◆ **WHAT THE TASK ASKS**
Your task is to output the data exactly as it stands.

◆ **DATA SUPPLIED**
Content starts
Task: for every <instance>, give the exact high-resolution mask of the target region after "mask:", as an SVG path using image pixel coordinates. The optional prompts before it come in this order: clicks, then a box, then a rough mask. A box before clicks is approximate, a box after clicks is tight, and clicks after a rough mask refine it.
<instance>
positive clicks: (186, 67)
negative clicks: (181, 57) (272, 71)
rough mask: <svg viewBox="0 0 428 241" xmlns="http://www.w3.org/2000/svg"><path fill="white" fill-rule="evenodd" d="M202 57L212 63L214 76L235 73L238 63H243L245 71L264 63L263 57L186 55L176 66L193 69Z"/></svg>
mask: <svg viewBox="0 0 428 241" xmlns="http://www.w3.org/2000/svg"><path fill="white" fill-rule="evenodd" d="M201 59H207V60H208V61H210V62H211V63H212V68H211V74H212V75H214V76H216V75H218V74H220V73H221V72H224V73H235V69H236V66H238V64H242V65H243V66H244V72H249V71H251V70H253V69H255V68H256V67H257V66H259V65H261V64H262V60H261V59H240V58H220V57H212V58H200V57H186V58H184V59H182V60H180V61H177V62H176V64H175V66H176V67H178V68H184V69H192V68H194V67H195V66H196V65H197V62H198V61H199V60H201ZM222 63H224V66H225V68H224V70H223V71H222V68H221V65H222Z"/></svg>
Content ends
◆ **EXERCISE RESPONSE**
Task: for every <instance>, give the exact high-resolution mask of the target region after "mask:", as an SVG path using image pixel coordinates. The optional prompts before it come in this order: clicks, then a box, then a rough mask. A box before clicks is approximate, a box after clicks is tight, and clicks after a rough mask refine it.
<instance>
positive clicks: (186, 67)
negative clicks: (181, 57) (272, 71)
rough mask: <svg viewBox="0 0 428 241" xmlns="http://www.w3.org/2000/svg"><path fill="white" fill-rule="evenodd" d="M202 57L212 63L214 76L235 73L238 63H243L245 71L264 63L263 57L186 55L176 66L193 69Z"/></svg>
mask: <svg viewBox="0 0 428 241" xmlns="http://www.w3.org/2000/svg"><path fill="white" fill-rule="evenodd" d="M201 59H207V60H208V61H210V62H211V63H212V68H211V74H212V75H214V76H216V75H218V74H220V73H221V72H224V73H235V69H236V66H238V64H242V65H243V66H244V72H249V71H251V70H253V69H255V68H256V67H257V66H259V65H261V64H262V60H261V59H240V58H220V57H212V58H200V57H186V58H184V59H182V60H180V61H177V62H176V64H175V66H176V67H178V68H184V69H192V68H194V67H195V66H196V65H197V62H198V61H199V60H201ZM222 63H224V66H225V68H224V70H223V71H222V68H221V65H222Z"/></svg>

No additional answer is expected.